READING PASSAGE:
• • •
Subsequent to quarter end, on October 22, 2021, Piedmont acquired 999 Peachtree Street, a 622,000 square foot, approximately 77% leased, LEED-Platinum, 28-story, office building located in Atlanta, GA for $223.9 million, or $360 psf. Located at the corner of Peachtree and 10th Streets in the heart of Midtown, the property offers spectacular views of the Midtown skyline and nearby Piedmont Park. Superior accessibility to the interstate, MARTA (commuter rail system) and the Midtown/ Beltline bike path, along with premier amenities and close proximity to Georgia Tech and more than 30,000 residents within a 1-mile radius, make 999 Peachtree Street a compelling location for prospective tenants. The acquisition marks Piedmont's entry into Midtown Atlanta, one of the most vibrant, active submarkets in the country. Piedmont plans an exciting redevelopment project to revitalize the asset and deliver a premiere tenant experience.
ESG and Other Operational Initiatives
In addition to Piedmont's Atlanta Galleria assets that have already received a WELL Health-Safety rating, the remainder of Piedmont's entire approximately 17 million square foot portfolio has been submitted to the IWBI for WELL Health-Safety Rating. The WELL Health-Safety Rating is an evidence-based, third-party verified rating for all new and existing building and facility types focused on operational policies, maintenance protocols, occupant engagement and emergency plans to prioritize the health and safety of their staff, visitors and stakeholders during the COVID-19 crisis and for the long-term.
All three of the Company's Dallas Galleria Office Towers obtained BOMA 360 Designations during the three months ended September 30, 2021. Consequently, approximately 90% of the Company's portfolio is now designated as BOMA 360. In addition, three buildings - 5 Wall Street in Boston, MA and Norman Pointe I and US Bancorp Center, both in Minneapolis, MN - won regional TOBY awards.
During the three months ended September 30, 2021, Piedmont awarded scholarships to two students, one at Howard University in Washington, D.C. and the other at Morehouse College in Atlanta, GA. The scholarships were awarded pursuant to the Piedmont Office Realty Trust Scholarship Program, whereby Piedmont has partnered with two Historically Black Colleges and Universities to provide need-based, scholastic support to selected rising sophomores interested in pursuing a career related to the real estate industry along with the opportunity to join Piedmont in a summer internship position.
Fourth Quarter 2021 Dividend Declaration
On October 27, 2021, the board of directors of Piedmont declared a dividend for the fourth quarter of 2021 in the amount of $0.21 per share on its common stock to stockholders of record as of the close of business on November 26, 2021, payable on January 4, 2022.
Guidance for 2021
The Company has raised and narrowed its 2021 financial guidance for calendar year 2021 to a range of $1.95 to $1.98 per diluted share of Core FFO, as compared to its previously announced range of $1.90 to $1.96 per diluted share of Core FFO. This guidance is based upon management's assumptions, estimates and expectations based on information available to management as of the date of this release. These estimates reflect year-to-date operating and leasing results, as well as management's view of current market conditions, and incorporate certain economic and operational assumptions and projections, including those related to the pace and strength of the ongoing economic recovery from the COVID-19 pandemic. They also include the effect of the acquisition of 999 Peachtree Street, but no other acquisition or disposition activity that may be completed during the year. Actual results could differ materially from these estimates based on a variety of factors as discussed under "Forward-Looking Statements" below.
• • •
EXERCISES:
- 1) Using the Piedmont release, explain in one to three sentences why about 90% of the company's portfolio now holds the BOMA 360 designation.
- 2) Extend the Piedmont release past its final sentence about the 2021 guidance.
These lines come from a different source than the Piedmont release.

Stored data entries:
• • •
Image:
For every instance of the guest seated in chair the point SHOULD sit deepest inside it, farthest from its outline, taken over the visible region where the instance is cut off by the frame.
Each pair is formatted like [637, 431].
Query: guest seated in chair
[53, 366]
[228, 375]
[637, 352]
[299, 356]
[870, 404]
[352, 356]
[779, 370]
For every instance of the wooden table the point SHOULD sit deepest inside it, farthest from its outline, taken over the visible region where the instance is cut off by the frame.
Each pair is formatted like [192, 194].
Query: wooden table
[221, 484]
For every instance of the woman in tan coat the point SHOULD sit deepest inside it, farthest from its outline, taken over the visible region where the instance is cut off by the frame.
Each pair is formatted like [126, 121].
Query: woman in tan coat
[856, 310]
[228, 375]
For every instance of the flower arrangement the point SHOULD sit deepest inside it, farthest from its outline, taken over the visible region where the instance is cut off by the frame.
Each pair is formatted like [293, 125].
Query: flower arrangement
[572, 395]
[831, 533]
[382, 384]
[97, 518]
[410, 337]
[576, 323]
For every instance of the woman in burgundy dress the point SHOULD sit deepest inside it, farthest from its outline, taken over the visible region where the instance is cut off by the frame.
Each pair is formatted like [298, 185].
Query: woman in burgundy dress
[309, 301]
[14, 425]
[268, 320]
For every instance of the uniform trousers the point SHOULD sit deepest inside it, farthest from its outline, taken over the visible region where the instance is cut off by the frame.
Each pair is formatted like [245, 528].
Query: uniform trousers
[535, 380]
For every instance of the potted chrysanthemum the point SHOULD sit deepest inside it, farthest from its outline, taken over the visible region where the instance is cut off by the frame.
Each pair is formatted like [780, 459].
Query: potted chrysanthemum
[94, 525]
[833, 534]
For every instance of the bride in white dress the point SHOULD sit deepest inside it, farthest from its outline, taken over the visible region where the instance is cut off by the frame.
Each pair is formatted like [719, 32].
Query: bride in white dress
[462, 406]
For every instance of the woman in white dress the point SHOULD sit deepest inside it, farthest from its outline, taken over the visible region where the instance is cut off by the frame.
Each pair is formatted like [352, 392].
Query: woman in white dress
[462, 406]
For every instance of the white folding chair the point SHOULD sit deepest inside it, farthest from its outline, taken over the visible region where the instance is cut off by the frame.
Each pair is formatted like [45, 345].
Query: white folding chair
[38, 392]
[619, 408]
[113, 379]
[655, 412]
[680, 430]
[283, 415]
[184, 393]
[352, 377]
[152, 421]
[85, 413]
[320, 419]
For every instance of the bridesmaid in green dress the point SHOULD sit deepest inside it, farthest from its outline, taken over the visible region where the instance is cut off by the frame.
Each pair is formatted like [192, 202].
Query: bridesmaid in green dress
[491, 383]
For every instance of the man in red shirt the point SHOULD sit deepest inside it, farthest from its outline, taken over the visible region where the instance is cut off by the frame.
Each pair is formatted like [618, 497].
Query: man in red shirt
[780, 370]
• • •
RESPONSES BY ITEM NUMBER:
- 1) All three of the company's Dallas Galleria Office Towers obtained BOMA 360 Designations during the three months ended September 30, 2021. As a result, approximately 90% of the portfolio is now designated as BOMA 360.

- 2)
|(in millions, except per share data)
|NAREIT FFO and Core FFO applicable to common stock
|NAREIT FFO and Core FFO per diluted share
Note that individual quarters may fluctuate on both a cash basis and an accrual basis due to the timing of lease commencements and expirations, abatement periods, repairs and maintenance expenses, capital expenditures, capital markets activities, seasonal general and administrative expenses, accrued potential performance-based compensation expenses, and one-time revenue or expense events.
Non-GAAP Financial Measures
To supplement the presentation of the Company’s financial results prepared in accordance with U.S. generally accepted accounting principles ("GAAP"), this release and the accompanying quarterly supplemental information as of and for the period ended September 30, 2021 contain certain financial measures that are not prepared in accordance with GAAP, including FFO, Core FFO, AFFO, Same Store NOI (cash and accrual basis), Property NOI (cash and accrual basis), EBITDAre, and Core EBITDA. Definitions and reconciliations of each of these non-GAAP measures to their most comparable GAAP metrics are included below and in the accompanying quarterly supplemental information.
Each of the non-GAAP measures included in this release and the accompanying quarterly supplemental financial information has limitations as an analytical tool and should not be considered in isolation or as a substitute for an analysis of the Company’s results calculated in accordance with GAAP. In addition, because not all companies use identical calculations, the Company’s presentation of non-GAAP measures in this release and the accompanying quarterly supplemental information may not be comparable to similarly titled measures disclosed by other companies, including other REITs. The Company may also change the calculation of any of the non-GAAP measures included in this news release and the accompanying supplemental financial information from time to time in light of its then existing operations.
Conference Call Information
Piedmont has scheduled a conference call and an audio web cast for Thursday, October 28, 2021 at 11:00 A.M. Eastern daylight time. The live, listen-only, audio web cast of the call may be accessed on the Company's website at http://investor.piedmontreit.com/news-and-events/events-calendar. Dial-in numbers for analysts who plan to actively participate in the call are (888) 506-0062 for participants in the United States and Canada and (973) 528-0011 for international participants. Participant Access Code is 439514. A replay of the conference call will be available through 11:00 A.M. Eastern time on November 11, 2021, and may be accessed by dialing (877) 481-4010 for participants in the United States and Canada and (919) 882-2331 for international participants, followed by conference identification code 43158. A web cast replay will also be available after the conference call in the Investor Relations section of the Company's website. During the audio web cast and conference call, the Company's management team will review third quarter 2021 performance, discuss recent events, and conduct a question-and-answer period.
Quarterly supplemental information as of and for the period ended September 30, 2021 can be accessed on the Company`s website under the Investor Relations section at www.piedmontreit.com.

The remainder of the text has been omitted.